### Goal
Turn the entries below into a single numbered list, one item per line, and drop any blank lines.
══ Raw records
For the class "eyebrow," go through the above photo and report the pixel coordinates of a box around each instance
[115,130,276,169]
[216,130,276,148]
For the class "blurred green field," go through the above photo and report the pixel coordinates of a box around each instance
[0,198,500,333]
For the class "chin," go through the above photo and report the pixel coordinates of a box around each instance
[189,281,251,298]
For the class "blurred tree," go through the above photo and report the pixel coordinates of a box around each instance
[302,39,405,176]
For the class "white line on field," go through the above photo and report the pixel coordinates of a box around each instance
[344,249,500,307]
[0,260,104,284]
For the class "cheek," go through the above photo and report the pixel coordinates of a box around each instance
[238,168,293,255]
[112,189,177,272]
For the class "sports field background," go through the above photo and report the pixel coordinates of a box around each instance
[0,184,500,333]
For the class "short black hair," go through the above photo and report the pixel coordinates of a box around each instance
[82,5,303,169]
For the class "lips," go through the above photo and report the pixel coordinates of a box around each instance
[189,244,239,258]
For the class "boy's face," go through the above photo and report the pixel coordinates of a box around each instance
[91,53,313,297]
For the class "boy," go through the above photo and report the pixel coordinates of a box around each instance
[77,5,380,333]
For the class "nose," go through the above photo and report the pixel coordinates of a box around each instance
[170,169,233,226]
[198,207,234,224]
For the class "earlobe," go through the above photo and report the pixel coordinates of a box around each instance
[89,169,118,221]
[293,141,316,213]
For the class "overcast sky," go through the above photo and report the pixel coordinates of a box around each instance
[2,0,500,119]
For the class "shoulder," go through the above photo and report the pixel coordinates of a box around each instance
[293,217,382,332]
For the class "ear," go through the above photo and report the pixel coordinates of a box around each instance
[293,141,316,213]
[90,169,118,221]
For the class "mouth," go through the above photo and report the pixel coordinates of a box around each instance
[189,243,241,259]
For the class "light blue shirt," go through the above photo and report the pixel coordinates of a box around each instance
════
### Output
1. For the class "eyebrow," go through the above photo and report the pixel coordinates of a box around each instance
2. [115,130,276,169]
3. [216,130,276,148]
4. For the class "blurred green field," go through the above photo and report the pixel coordinates of a box around each instance
5. [0,198,500,333]
6. For the class "chin," go through the above photo and report the pixel coordinates of a box around each instance
7. [189,281,251,298]
8. For the class "blurred tree," go through the above photo and report the pixel coordinates of a box around each instance
9. [302,39,405,176]
10. For the class "white line on field," go through the above photo and report the pixel coordinates of a box around each instance
11. [344,249,500,307]
12. [0,260,104,284]
13. For the class "cheek," go through the above photo and report the pixel coordinates of a box around each instance
14. [238,168,293,255]
15. [112,189,177,272]
16. For the class "sports field background," go through the above photo and report the pixel coordinates of a box around each instance
17. [0,184,500,333]
18. For the class "short black hair," go through the above photo and report the pixel coordinates of a box around each instance
19. [82,5,303,169]
20. For the class "lips," go through the above photo and report the pixel coordinates of a box around each instance
21. [189,244,239,258]
22. For the class "boy's face," go through the above photo and report the pixel coordinates of a box around each instance
23. [91,53,313,297]
24. For the class "boy," go through the above photo and report the pixel coordinates of a box around each instance
25. [77,5,380,333]
26. For the class "nose," go through the above photo and report the pixel coordinates of a box around each instance
27. [170,169,233,226]
28. [198,207,234,224]
29. For the class "earlobe," go through the above photo and report the pixel coordinates of a box around each instance
30. [89,169,118,221]
31. [293,141,316,213]
32. For the class "overcast sky," go through the above photo and report the pixel coordinates of a box around each instance
33. [2,0,500,119]
34. For the class "shoulder," go through the above photo and report the pixel coordinates of a box around each instance
35. [293,217,382,332]
36. For the class "ear," go through the above photo and report the pixel coordinates of a box around each instance
37. [293,141,316,213]
38. [90,169,118,221]
39. For the class "mouth," go through the above photo and report the pixel coordinates of a box around each instance
40. [189,243,241,259]
41. For the class "light blue shirt," go through the above photo and report the pixel coordinates of a box around each instance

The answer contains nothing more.